Task prompt » Swap each "marker" in the records below for "point", then give their lines again with nothing else changed and the pictures left out.

Dataset records »
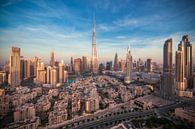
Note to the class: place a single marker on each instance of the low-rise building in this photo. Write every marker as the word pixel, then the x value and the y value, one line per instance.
pixel 43 104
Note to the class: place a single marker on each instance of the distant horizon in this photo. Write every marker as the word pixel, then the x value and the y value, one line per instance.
pixel 65 27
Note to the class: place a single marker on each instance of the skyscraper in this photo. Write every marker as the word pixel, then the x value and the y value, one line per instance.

Exercise output »
Note to the class: place a single point on each instance of the low-rise building in this photo. Write every point as the word pixel, then the x value and the y value, one line per instance.
pixel 43 104
Note to the class: place a single point on each instance of the distant horizon in this photo. Write every point as the word pixel, then the x value and the y value, one line per instance.
pixel 65 27
Note to the class: place a single point on each instance of the skyscraper in this photo. Write every point as the word pixel, then the x value and the y value, one line per instance.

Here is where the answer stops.